(Extracted records Opens)
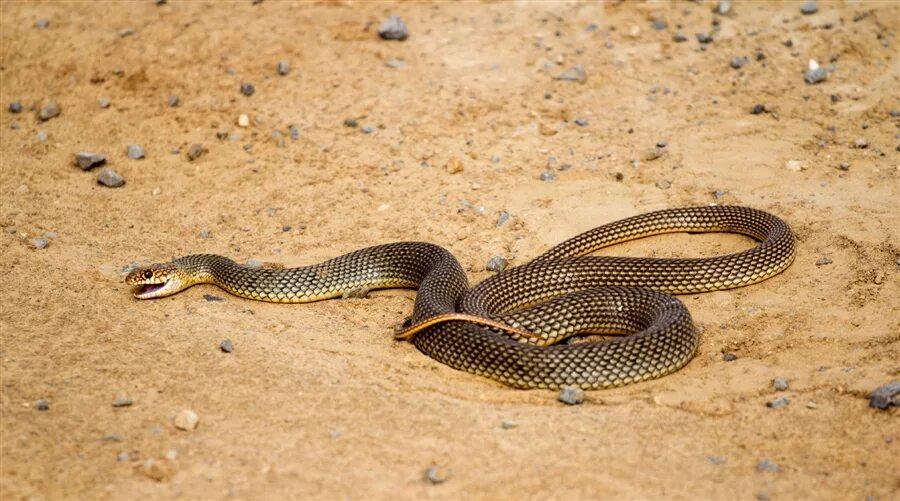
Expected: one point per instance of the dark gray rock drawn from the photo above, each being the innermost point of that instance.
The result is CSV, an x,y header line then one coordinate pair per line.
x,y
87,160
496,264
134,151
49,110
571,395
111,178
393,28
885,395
(Extracted records Closes)
(Extracted records Opens)
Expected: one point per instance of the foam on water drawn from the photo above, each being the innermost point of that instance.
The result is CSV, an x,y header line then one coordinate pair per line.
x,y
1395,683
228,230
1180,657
(Extracted records Closes)
*Exercise objective:* When a line in the data above contains the string "photo", copy that line.

*Written response:*
Expected: one point per instance of the dark gray rock drawn from the photo above, each being the innermost point of that instance.
Expected: one point per instance of the foam on water drawn from the photo above, each being the innermost point of that instance.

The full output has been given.